START

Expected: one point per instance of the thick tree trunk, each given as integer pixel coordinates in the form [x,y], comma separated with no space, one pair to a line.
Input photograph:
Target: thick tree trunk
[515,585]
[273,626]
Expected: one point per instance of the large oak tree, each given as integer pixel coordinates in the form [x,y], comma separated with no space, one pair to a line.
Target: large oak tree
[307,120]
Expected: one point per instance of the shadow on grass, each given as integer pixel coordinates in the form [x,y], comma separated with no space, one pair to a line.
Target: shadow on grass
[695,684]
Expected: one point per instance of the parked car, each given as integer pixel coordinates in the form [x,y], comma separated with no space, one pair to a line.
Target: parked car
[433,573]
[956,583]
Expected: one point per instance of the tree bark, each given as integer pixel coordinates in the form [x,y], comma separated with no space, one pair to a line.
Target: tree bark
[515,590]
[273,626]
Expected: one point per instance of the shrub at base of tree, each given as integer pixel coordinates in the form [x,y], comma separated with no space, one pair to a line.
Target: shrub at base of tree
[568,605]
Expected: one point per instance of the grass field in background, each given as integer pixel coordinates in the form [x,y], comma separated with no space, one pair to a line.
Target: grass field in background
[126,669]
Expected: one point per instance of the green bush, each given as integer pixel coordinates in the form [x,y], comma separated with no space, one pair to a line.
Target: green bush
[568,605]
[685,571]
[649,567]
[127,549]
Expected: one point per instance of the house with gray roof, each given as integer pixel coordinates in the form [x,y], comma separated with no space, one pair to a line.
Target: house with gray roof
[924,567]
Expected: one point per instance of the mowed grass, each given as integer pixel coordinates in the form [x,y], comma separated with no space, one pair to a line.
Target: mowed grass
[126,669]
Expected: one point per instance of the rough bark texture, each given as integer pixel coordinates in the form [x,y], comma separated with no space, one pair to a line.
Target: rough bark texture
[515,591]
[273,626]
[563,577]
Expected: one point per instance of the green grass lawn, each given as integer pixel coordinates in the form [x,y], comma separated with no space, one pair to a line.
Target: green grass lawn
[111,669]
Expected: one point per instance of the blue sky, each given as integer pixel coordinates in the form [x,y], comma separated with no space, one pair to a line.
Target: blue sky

END

--- Task goal ---
Find the line with "Expected: one point per instance of the rough" in the listing above, then write out that line and each remaining line exactly, with no other text.

--- Finished answer ---
Expected: one point per instance of the rough bark texture, each given as integer pixel coordinates in the form [x,y], comma separated with no space, one pair to a line.
Target: rough bark texture
[515,591]
[273,626]
[563,577]
Expected: one point per instance of the green grass lawn, each given as integer pixel coordinates in the form [x,y], comma separated with no space, one pair to a line.
Target: green grass lawn
[111,669]
Expected: one point per instance of the blue sky, each given as integer pixel coordinates in the form [x,y], comma separated with no space, one pair to a line.
Target: blue sky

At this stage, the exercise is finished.